● Data entries

-*-

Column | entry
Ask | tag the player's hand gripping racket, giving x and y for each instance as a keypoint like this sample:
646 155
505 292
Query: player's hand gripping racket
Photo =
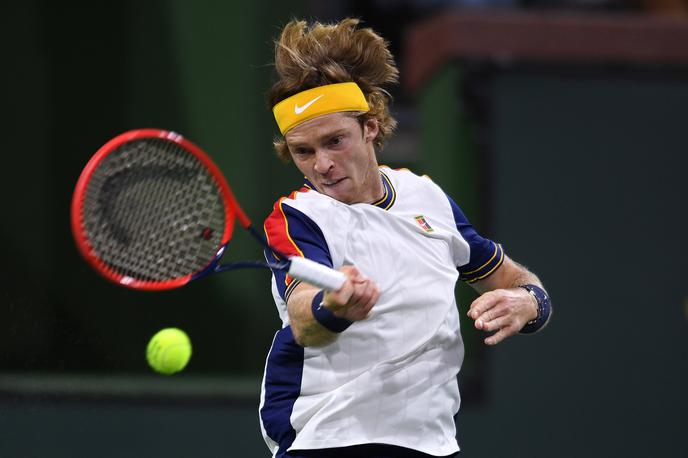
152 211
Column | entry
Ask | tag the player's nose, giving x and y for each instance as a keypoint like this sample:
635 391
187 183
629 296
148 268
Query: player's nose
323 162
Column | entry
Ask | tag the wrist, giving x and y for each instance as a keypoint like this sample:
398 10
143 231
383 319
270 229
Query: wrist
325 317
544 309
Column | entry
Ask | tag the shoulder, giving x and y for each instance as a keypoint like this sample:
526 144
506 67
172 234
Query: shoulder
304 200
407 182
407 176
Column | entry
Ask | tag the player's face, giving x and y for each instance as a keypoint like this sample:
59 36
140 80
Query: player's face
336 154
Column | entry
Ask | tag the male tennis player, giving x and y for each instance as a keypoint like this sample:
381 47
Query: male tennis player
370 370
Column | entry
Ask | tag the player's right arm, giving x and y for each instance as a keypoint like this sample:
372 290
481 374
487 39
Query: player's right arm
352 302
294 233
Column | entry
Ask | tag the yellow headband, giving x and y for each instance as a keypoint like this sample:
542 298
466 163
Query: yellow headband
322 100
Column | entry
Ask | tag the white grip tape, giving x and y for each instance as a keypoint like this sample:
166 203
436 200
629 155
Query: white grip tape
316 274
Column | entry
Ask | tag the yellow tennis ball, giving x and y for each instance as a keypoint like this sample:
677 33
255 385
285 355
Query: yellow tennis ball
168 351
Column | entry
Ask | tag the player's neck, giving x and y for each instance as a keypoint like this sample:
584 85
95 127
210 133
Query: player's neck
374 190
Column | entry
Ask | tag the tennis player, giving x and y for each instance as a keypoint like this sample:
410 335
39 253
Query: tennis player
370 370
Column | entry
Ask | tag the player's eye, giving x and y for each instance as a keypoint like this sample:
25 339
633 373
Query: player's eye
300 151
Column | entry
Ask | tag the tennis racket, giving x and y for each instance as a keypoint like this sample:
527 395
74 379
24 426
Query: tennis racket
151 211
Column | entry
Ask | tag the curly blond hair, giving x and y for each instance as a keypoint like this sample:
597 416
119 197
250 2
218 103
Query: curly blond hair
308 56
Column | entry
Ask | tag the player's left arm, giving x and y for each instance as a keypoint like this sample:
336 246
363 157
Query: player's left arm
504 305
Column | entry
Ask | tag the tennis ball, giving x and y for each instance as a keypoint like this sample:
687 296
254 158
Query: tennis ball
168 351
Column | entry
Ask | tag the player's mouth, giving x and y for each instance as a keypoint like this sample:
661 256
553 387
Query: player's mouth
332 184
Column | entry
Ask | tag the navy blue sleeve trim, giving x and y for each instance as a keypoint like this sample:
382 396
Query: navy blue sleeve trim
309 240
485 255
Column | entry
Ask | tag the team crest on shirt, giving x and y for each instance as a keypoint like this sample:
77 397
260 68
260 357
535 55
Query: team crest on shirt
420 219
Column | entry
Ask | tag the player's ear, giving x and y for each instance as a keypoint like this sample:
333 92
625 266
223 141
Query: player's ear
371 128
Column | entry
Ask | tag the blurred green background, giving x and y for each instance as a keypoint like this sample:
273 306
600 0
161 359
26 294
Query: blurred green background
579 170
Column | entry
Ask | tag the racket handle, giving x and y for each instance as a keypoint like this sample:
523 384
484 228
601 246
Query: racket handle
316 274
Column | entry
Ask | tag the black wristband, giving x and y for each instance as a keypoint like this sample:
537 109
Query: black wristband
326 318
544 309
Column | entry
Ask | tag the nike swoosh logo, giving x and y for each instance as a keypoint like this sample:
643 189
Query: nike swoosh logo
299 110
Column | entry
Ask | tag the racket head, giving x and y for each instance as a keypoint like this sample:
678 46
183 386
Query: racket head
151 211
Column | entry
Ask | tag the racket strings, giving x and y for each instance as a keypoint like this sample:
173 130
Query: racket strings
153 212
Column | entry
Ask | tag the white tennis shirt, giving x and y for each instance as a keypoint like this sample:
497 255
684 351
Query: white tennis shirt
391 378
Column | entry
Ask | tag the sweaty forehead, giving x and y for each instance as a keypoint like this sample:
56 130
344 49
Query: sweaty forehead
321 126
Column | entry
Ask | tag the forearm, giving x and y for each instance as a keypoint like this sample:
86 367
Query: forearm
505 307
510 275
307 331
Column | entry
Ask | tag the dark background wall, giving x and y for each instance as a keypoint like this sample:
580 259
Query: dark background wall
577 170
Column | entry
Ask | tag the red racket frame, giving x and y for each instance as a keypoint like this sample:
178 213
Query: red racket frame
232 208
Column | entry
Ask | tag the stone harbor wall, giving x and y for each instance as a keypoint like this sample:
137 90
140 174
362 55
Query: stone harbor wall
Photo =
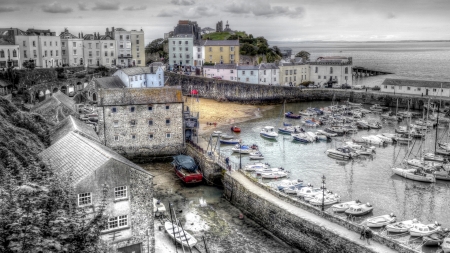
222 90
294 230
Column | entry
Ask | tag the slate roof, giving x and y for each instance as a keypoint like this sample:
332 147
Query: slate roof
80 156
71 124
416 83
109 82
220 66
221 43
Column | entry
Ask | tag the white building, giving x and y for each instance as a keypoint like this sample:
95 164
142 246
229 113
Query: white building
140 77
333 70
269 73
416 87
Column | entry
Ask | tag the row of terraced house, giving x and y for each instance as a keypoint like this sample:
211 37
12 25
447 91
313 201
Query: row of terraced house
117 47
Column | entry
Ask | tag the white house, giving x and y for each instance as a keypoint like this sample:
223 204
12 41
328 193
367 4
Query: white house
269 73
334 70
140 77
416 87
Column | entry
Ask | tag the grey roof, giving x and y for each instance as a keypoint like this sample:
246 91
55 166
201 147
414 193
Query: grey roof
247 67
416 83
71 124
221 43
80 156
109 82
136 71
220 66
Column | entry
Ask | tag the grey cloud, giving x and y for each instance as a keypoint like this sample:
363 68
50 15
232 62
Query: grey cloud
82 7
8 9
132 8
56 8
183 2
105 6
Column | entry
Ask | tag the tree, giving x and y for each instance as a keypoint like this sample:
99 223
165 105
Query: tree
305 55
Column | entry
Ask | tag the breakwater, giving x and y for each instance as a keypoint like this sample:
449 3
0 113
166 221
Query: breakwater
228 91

-*-

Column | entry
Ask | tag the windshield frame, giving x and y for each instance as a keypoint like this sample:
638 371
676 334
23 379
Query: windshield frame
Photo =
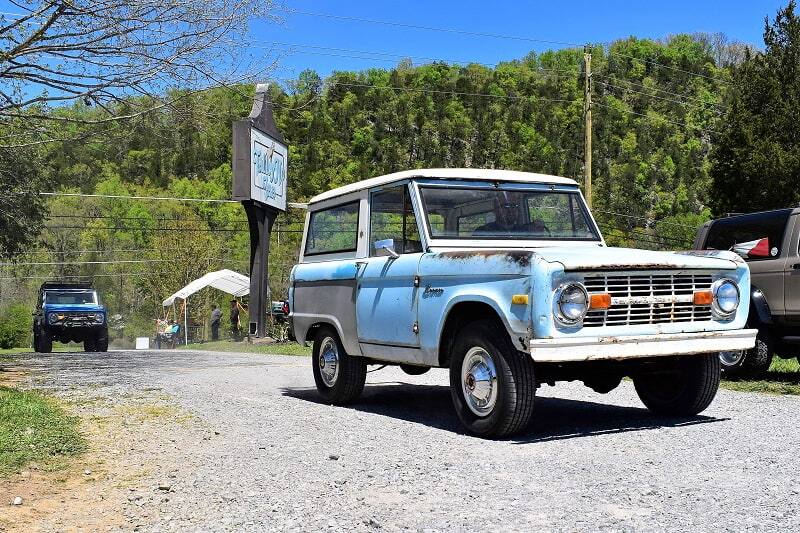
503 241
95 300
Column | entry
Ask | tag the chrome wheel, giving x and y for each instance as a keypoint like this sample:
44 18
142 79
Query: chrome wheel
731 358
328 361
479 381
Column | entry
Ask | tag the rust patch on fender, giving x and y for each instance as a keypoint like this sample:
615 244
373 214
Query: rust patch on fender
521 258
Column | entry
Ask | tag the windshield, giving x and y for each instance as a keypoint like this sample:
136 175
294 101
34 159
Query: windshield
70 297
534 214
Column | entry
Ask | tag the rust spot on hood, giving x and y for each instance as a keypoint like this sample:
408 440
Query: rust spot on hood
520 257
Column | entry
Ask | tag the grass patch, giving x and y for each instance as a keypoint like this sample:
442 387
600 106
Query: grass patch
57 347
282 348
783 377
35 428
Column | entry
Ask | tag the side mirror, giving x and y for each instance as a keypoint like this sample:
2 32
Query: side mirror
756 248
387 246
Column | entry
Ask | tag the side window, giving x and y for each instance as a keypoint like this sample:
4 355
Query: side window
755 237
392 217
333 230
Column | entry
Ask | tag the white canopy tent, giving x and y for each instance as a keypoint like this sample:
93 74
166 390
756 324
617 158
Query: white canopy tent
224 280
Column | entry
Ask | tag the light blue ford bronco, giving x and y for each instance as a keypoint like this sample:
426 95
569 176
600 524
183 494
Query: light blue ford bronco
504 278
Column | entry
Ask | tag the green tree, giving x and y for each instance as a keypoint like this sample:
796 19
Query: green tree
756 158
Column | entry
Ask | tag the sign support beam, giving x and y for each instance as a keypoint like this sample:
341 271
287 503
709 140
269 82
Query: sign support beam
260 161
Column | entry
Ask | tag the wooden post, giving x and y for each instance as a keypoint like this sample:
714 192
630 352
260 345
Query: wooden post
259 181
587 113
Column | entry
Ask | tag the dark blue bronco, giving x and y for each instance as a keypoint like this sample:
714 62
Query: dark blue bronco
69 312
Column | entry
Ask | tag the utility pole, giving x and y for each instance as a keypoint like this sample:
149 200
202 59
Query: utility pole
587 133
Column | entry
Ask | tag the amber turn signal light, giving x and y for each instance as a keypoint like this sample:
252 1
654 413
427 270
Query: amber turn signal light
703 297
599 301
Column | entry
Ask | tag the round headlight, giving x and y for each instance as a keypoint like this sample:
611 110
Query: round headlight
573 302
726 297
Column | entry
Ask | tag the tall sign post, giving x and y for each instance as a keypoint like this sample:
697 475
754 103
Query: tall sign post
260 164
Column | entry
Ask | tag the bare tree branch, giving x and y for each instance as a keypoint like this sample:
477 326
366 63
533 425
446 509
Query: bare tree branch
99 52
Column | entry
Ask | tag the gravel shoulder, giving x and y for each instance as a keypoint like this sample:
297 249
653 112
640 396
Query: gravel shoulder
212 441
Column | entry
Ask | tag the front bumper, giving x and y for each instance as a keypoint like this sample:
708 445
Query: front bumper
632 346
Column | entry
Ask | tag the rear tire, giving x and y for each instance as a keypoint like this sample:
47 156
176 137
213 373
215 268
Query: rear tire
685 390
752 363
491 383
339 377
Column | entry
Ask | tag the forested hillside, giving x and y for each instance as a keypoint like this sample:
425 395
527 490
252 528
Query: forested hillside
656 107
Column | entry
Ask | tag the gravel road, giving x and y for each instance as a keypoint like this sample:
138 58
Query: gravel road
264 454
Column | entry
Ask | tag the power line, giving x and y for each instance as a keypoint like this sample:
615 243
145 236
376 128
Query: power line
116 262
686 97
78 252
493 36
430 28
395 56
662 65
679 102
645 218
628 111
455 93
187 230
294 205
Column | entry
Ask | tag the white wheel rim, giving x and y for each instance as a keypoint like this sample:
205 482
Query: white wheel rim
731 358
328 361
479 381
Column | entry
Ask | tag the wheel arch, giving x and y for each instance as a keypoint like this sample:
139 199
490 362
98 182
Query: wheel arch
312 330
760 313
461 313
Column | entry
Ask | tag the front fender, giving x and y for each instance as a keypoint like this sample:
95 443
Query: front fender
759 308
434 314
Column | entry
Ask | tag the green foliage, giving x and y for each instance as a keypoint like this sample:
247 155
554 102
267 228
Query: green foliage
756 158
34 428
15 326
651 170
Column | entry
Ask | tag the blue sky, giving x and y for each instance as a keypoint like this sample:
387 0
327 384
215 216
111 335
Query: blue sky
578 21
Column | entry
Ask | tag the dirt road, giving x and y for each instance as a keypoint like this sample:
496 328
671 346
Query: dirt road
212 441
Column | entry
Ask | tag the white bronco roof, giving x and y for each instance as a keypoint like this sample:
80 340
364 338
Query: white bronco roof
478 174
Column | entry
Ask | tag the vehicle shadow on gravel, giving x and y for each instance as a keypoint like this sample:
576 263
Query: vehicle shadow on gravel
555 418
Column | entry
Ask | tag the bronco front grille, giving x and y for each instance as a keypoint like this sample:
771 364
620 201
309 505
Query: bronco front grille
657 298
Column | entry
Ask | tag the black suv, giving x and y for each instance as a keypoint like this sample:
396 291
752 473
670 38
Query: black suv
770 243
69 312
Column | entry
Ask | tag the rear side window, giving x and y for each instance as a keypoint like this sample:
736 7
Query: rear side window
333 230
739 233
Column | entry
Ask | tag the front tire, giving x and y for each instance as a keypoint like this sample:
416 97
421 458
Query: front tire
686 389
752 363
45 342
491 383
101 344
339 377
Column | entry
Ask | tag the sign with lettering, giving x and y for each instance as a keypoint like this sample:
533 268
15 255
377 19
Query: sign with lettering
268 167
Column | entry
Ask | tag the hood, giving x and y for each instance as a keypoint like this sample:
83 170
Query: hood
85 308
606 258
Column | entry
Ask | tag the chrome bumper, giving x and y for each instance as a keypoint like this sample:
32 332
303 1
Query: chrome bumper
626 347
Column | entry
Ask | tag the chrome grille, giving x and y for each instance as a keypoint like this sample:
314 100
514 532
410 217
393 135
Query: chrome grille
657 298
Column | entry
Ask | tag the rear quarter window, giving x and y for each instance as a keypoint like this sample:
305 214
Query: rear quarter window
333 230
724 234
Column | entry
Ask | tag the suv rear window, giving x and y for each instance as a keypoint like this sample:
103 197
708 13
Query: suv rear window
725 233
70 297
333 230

-*-

Pull out every line of the entries above that contains the string "slate", matching case exactly.

Ask | tag the slate roof, giving x and y for each instance as a keypoint like this sample:
Query: slate roof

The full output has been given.